• Task details:
Take the line containing "occurrence of green" and every line after it to the end of the data, and write them out exactly as they appear.

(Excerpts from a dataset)
----------

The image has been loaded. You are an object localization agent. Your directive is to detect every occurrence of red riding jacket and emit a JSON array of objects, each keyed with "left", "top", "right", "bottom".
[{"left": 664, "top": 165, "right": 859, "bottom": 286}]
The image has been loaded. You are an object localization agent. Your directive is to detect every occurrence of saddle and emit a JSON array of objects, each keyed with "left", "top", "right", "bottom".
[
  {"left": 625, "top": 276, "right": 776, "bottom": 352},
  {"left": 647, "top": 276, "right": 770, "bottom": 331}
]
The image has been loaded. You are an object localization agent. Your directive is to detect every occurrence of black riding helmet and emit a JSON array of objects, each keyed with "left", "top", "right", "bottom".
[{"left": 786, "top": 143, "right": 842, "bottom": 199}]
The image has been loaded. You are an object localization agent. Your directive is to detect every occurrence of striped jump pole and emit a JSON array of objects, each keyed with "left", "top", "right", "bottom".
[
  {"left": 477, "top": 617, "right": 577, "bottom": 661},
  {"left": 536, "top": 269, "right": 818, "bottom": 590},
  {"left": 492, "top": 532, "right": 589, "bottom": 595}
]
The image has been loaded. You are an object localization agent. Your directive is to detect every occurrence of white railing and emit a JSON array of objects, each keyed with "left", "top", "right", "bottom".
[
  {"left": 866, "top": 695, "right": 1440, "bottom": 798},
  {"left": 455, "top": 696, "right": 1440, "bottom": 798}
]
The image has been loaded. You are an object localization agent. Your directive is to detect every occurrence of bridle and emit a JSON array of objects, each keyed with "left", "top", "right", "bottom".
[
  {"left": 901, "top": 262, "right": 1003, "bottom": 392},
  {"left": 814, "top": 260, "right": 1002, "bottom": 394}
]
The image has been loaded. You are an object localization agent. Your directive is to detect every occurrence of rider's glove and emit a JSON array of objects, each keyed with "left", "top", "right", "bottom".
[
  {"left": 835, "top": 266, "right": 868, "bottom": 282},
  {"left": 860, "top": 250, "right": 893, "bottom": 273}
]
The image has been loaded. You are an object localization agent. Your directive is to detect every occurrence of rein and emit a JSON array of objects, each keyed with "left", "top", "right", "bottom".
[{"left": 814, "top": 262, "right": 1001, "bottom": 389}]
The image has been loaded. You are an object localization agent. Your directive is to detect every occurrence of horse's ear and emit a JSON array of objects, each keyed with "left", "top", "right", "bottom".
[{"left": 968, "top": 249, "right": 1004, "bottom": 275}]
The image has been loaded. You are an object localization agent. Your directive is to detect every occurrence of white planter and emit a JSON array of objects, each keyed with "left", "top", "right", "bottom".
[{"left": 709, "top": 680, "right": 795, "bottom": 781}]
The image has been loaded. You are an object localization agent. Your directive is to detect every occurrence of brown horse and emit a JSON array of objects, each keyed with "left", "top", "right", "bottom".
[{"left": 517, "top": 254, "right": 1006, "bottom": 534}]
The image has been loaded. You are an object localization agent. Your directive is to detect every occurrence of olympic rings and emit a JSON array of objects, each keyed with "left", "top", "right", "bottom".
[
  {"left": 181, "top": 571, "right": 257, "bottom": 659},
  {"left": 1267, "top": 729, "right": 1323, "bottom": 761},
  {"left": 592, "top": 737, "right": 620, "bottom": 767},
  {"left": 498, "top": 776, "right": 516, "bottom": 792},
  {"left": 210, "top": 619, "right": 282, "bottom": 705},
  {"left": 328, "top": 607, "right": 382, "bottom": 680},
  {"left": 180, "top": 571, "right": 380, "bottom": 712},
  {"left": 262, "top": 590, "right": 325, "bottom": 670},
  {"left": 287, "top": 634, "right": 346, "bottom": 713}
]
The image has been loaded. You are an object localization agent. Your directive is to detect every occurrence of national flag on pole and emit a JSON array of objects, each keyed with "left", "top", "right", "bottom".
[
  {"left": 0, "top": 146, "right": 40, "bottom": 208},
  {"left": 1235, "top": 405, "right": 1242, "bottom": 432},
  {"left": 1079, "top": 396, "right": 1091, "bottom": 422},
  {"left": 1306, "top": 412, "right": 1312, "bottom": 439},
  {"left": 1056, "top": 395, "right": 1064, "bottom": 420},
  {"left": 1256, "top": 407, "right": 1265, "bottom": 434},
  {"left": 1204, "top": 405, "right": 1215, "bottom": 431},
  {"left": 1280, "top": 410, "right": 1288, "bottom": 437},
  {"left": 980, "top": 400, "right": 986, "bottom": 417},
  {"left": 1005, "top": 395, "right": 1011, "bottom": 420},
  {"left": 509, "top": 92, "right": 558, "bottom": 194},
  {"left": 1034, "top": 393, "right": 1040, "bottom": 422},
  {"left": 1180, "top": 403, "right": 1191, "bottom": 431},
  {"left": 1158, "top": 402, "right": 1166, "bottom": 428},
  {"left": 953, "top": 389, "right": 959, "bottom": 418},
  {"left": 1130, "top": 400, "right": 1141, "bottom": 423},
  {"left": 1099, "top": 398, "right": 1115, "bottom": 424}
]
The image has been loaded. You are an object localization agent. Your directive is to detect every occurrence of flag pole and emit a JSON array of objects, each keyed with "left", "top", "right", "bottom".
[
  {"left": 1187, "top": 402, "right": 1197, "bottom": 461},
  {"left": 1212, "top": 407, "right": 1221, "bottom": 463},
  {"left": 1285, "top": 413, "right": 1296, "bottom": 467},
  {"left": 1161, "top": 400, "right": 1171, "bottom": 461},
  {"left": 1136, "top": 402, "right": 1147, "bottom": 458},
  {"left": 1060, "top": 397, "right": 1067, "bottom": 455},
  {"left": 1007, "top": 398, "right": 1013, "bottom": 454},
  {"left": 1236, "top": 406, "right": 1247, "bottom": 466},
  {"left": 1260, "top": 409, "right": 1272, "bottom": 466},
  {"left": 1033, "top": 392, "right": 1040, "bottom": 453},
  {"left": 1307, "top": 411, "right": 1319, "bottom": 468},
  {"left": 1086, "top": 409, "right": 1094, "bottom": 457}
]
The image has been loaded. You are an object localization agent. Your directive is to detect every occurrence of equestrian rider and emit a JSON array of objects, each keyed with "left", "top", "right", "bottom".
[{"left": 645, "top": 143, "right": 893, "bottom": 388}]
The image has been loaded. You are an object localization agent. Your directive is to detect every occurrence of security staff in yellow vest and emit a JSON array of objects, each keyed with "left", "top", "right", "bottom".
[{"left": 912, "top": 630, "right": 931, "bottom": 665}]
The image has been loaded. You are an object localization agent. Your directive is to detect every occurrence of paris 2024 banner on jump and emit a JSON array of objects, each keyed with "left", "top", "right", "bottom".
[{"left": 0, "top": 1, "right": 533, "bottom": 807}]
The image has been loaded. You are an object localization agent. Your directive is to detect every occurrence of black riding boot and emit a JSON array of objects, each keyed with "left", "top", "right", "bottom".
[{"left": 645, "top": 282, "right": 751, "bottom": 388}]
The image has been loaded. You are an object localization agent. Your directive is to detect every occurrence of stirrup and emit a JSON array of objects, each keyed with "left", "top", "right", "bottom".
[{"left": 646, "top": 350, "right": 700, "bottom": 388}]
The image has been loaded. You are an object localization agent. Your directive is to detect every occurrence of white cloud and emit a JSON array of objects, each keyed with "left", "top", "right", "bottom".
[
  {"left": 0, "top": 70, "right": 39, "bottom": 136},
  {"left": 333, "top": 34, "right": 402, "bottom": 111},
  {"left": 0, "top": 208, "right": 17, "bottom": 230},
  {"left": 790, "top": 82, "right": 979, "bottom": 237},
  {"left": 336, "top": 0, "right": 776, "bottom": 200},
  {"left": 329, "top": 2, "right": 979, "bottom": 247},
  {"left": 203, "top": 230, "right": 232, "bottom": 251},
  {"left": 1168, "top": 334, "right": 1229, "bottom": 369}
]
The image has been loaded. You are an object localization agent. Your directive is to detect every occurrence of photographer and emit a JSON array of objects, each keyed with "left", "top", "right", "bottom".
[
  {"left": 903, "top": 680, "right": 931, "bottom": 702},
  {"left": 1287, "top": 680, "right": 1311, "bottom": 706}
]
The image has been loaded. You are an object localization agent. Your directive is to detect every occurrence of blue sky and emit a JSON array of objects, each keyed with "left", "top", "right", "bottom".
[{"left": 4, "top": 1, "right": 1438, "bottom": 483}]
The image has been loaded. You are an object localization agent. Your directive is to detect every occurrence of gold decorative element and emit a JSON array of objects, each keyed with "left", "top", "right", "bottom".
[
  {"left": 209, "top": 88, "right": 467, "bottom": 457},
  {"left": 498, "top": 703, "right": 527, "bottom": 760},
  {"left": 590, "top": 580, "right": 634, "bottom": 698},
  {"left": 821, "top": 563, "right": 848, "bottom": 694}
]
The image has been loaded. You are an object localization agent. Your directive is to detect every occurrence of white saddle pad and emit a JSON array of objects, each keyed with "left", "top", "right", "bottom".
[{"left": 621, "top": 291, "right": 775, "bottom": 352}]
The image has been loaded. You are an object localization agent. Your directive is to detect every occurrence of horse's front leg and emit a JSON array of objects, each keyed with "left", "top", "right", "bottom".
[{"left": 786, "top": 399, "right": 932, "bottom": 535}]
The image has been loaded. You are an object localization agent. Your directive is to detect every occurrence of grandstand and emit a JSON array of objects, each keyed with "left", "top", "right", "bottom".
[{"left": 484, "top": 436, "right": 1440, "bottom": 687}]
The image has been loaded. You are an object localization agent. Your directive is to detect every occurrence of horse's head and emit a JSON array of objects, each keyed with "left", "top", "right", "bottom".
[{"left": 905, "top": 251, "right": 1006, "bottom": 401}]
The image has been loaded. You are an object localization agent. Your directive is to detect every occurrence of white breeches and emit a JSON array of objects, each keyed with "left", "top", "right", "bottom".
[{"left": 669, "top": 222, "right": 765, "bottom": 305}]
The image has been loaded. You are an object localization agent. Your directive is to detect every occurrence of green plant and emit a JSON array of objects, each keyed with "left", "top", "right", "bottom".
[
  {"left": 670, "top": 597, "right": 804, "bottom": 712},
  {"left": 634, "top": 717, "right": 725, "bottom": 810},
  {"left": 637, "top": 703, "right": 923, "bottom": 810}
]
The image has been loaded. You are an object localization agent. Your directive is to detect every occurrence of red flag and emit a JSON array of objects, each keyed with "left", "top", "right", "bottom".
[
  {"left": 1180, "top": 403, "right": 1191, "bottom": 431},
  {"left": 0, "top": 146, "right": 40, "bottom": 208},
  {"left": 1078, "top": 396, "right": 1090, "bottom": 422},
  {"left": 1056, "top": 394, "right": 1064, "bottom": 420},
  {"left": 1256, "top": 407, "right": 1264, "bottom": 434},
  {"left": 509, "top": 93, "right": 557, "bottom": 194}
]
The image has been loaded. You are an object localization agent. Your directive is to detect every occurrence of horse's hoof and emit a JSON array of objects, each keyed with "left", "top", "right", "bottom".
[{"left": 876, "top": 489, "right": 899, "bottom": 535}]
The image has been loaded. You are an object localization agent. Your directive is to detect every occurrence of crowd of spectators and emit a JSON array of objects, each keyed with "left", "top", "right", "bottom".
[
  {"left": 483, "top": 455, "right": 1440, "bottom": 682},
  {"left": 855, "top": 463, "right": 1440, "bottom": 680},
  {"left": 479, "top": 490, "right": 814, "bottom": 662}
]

----------

• Reply to the exercise:
The image has been loaded. You are an object localization agent. Your directive is to detect every occurrence of green plant and emit a JSON array of objects, each keyed with "left", "top", "right", "bottom".
[
  {"left": 670, "top": 597, "right": 804, "bottom": 712},
  {"left": 634, "top": 717, "right": 725, "bottom": 810},
  {"left": 637, "top": 703, "right": 923, "bottom": 810}
]
The image has been loaded. You are an object localization agent. Your directive is to detect every occurrence of red flag and emit a JSON array of objects, each keyed with "left", "top", "right", "bottom".
[
  {"left": 1180, "top": 403, "right": 1191, "bottom": 431},
  {"left": 0, "top": 146, "right": 40, "bottom": 208},
  {"left": 1078, "top": 396, "right": 1090, "bottom": 422},
  {"left": 1056, "top": 394, "right": 1064, "bottom": 420},
  {"left": 1256, "top": 407, "right": 1264, "bottom": 434},
  {"left": 509, "top": 93, "right": 557, "bottom": 194}
]
The image has been loaded. You are an object localization agent. Your directive is to detect every occurrence of horse's hoof and emit a JSON array of objects, each keyed with "left", "top", "right", "bottom".
[{"left": 876, "top": 489, "right": 899, "bottom": 535}]
The image has been loaded. You are an object localization agent. Your directive is to detect every occurrence of crowd of spectators and emit a JSON array of objects, each keyed with "left", "top", "right", "bottom".
[
  {"left": 483, "top": 455, "right": 1440, "bottom": 682},
  {"left": 855, "top": 463, "right": 1440, "bottom": 680},
  {"left": 479, "top": 490, "right": 814, "bottom": 662}
]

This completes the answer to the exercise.